» **INPUT RECORDS**:
►
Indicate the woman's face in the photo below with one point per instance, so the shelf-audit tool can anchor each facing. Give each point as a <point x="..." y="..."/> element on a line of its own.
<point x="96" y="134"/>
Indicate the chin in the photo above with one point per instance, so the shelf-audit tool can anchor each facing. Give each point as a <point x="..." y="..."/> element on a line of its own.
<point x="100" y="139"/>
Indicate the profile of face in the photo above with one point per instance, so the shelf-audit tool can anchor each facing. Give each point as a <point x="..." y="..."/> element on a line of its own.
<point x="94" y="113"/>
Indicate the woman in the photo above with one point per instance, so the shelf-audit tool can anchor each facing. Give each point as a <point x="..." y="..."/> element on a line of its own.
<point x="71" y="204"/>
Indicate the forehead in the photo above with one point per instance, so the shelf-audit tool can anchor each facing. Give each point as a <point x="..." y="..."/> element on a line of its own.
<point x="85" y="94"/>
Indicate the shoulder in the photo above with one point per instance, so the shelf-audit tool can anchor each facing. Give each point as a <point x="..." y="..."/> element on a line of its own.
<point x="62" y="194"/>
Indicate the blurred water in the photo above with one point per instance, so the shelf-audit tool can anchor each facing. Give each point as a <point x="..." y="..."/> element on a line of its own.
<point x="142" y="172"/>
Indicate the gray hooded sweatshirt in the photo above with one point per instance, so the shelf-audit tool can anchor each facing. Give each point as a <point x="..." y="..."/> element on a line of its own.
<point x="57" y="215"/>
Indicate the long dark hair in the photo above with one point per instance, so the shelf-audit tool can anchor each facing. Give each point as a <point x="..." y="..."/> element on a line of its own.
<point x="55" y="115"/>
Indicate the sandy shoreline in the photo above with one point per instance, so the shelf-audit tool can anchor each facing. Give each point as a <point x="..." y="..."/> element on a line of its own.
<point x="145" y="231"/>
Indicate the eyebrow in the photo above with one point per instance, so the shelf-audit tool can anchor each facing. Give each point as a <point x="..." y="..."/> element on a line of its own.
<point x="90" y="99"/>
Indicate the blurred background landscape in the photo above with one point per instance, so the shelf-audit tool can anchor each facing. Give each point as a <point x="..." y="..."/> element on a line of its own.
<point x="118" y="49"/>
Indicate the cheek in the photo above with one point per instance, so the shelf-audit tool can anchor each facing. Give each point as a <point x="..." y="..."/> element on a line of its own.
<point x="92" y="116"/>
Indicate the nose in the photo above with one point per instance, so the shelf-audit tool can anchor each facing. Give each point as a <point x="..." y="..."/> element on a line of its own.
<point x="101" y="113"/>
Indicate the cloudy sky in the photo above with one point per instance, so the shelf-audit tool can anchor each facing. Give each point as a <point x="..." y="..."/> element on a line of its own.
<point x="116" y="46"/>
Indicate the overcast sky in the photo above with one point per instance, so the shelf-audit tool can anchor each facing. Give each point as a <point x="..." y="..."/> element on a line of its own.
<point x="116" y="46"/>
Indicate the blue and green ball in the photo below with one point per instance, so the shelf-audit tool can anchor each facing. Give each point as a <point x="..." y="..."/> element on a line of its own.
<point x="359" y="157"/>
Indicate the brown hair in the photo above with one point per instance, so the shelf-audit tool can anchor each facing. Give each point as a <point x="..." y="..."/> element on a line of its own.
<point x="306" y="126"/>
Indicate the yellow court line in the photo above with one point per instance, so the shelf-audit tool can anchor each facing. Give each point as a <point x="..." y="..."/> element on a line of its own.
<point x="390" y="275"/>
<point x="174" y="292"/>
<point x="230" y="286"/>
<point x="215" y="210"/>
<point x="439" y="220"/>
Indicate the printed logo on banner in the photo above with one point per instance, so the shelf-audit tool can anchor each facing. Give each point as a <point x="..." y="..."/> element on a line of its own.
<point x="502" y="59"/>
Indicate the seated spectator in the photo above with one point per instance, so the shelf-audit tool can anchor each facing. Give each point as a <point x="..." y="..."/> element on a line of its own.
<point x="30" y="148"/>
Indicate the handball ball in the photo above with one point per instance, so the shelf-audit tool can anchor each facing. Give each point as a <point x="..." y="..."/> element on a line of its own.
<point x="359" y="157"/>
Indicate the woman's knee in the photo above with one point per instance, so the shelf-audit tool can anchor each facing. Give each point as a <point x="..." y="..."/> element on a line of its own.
◄
Rewrite the lines above, from the line that contains "Indicate the yellow" through the last line, keeping the requests as they are. Scale every x and y coordinate in the answers by 1.9, rounding to whole numbers with halves going up.

Indicate the yellow court line in the photo above with one point per instance, so the shelf-audit tool can anchor each facing. Give each point as a <point x="..." y="..."/> element on a line of its own.
<point x="741" y="523"/>
<point x="331" y="555"/>
<point x="437" y="543"/>
<point x="409" y="399"/>
<point x="834" y="418"/>
Indicate the printed logo on banner in the photo above with one point per instance, so the shelf-audit tool can anchor each facing. Give each point as a <point x="..." y="..."/> element on a line of its own.
<point x="954" y="112"/>
Indicate the seated spectator in the photo above with one point per instance, so the shelf-audit tool can anchor each facing. Give each point as a <point x="..." y="..."/> element on a line of its own.
<point x="57" y="281"/>
Indicate the handball ball in the photo above with one point per instance, so the shelf-audit tool can anchor each facing. Give each point as a <point x="..." y="..."/> element on a line of its own.
<point x="682" y="298"/>
Indicate the woman's knee in the photo above with one point per instance, so the shelf-audit tool can anchor each facing. Give each point as a <point x="..." y="..."/> element on a line of its own.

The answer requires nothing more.